→ Given problem 1
Would you arrange the records below, the ones that come after the Winter Classic overview, as a two-column CSV with the columns instruction and response? Each record needs one row holding its text and its answer, each in a single quoted field with line breaks replaced by spaces.

Winter Classic Invitational Student Cluster Competition Specifics

Overview:  The Winter Classic, now in its fourth year, is the newest major Student Cluster Competition, fitting nicely between the SC competition in November and the ASC competition in spring. This is a virtual cluster competition, meaning that students will run their benchmarks and HPC applications remotely on systems in mentor data centers.

In this cluster competition, twelve student teams will be running their applications remotely on equipment located in national laboratories and other large-scale computing centers. These organizations will each pick one application for the student teams to run, teach the students about this application, and help them get it up and running.

The students will be with a particular mentor for about a week, learning about the application and the mentor cluster, then practicing and optimizing the application. Near the end of that week, the students will perform their final scored run of the application and turn in their results to their mentors.

The competition itself will run from the end of January through mid-April and will be capped off with a Gala Virtual Awards Ceremony.

Students will be scored on how well their optimized applications perform vs. competing teams. Students will also be scored on how well they present their results to a panel of judges at the end of the competition.

Check out the FAQ below for more details.

So here’s what all the fuss is about: university students build their own supercomputers – that’s the “cluster” part – for a live face-off to see who can run real HPC workloads the fastest. That’s the “competition” part. They’re given real, scientific workloads to run and a power limit they can’t exceed, and the team with the highest-performing system wins. This is how a traditional event is set up.

These are great programs – chock full of technical challenges, both “book learning” and practical learning, and quite a bit of fun too. There are rules and traditions, just as there are in cricket, soccer, and the Air Guitar World Championships. Whether you’ve been following the competitions obsessively (sponsoring office betting pools, making action figures, etc.) or this is the first time you’ve ever heard of them, you probably have some questions… so here’s everything you need to know. Listen up; we’re only explaining this once.

→ Records supplied
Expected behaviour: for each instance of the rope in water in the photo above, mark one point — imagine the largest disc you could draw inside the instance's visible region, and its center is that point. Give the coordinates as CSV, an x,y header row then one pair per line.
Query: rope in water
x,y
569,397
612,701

→ Given problem 2
Can you reproduce the whole Winter Classic competition overview above, word for word?

→ Full output 1
instruction,response
"Expected behaviour: for each instance of the rope in water in the photo above, mark one point — imagine the largest disc you could draw inside the instance's visible region, and its center is that point. Give the coordinates as CSV, an x,y header row then one pair per line. Query: rope in water","x,y 569,397 612,701"

→ Full output 2
Winter Classic Invitational Student Cluster Competition Specifics

Overview:  The Winter Classic, now in its fourth year, is the newest major Student Cluster Competition, fitting nicely between the SC competition in November and the ASC competition in spring. This is a virtual cluster competition, meaning that students will run their benchmarks and HPC applications remotely on systems in mentor data centers.

In this cluster competition, twelve student teams will be running their applications remotely on equipment located in national laboratories and other large-scale computing centers. These organizations will each pick one application for the student teams to run, teach the students about this application, and help them get it up and running.

The students will be with a particular mentor for about a week, learning about the application and the mentor cluster, then practicing and optimizing the application. Near the end of that week, the students will perform their final scored run of the application and turn in their results to their mentors.

The competition itself will run from the end of January through mid-April and will be capped off with a Gala Virtual Awards Ceremony.

Students will be scored on how well their optimized applications perform vs. competing teams. Students will also be scored on how well they present their results to a panel of judges at the end of the competition.

Check out the FAQ below for more details.

So here’s what all the fuss is about: university students build their own supercomputers – that’s the “cluster” part – for a live face-off to see who can run real HPC workloads the fastest. That’s the “competition” part. They’re given real, scientific workloads to run and a power limit they can’t exceed, and the team with the highest-performing system wins. This is how a traditional event is set up.

These are great programs – chock full of technical challenges, both “book learning” and practical learning, and quite a bit of fun too. There are rules and traditions, just as there are in cricket, soccer, and the Air Guitar World Championships. Whether you’ve been following the competitions obsessively (sponsoring office betting pools, making action figures, etc.) or this is the first time you’ve ever heard of them, you probably have some questions… so here’s everything you need to know. Listen up; we’re only explaining this once.